### GOAL
Everything from the line holding "Object = stone grave marker" through the last line below must be repeated exactly, and nothing else.

### DATA SUPPLIED
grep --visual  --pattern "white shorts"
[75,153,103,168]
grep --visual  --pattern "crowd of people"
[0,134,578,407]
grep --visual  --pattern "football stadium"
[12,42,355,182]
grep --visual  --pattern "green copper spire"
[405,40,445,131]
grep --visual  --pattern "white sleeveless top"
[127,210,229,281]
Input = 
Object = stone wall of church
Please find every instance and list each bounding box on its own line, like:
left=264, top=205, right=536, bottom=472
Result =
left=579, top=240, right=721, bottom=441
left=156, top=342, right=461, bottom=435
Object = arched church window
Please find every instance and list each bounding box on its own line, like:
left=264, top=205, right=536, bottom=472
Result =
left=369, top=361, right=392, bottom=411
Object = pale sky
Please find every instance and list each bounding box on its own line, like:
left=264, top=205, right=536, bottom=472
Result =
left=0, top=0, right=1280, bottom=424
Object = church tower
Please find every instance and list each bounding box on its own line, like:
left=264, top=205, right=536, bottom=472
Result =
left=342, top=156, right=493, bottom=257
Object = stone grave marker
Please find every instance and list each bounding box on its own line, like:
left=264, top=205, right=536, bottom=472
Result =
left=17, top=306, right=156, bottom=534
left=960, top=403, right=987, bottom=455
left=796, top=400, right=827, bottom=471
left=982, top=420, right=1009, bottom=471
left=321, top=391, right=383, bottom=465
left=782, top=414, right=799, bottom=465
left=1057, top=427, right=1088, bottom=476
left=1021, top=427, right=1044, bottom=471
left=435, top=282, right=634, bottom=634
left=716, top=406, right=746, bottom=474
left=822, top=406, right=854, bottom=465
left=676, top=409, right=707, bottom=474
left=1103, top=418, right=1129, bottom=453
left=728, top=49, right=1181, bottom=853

### ANSWER TO THE PROBLEM
Object = stone grave marker
Please find every instance and list each bounding box on its own line, like:
left=264, top=205, right=536, bottom=472
Result =
left=17, top=306, right=156, bottom=534
left=960, top=403, right=987, bottom=455
left=796, top=400, right=827, bottom=471
left=982, top=420, right=1009, bottom=471
left=321, top=391, right=383, bottom=465
left=782, top=414, right=799, bottom=465
left=1057, top=427, right=1088, bottom=476
left=1021, top=427, right=1044, bottom=471
left=435, top=282, right=634, bottom=634
left=716, top=406, right=746, bottom=474
left=822, top=406, right=854, bottom=465
left=676, top=409, right=707, bottom=474
left=1103, top=418, right=1129, bottom=453
left=728, top=49, right=1181, bottom=853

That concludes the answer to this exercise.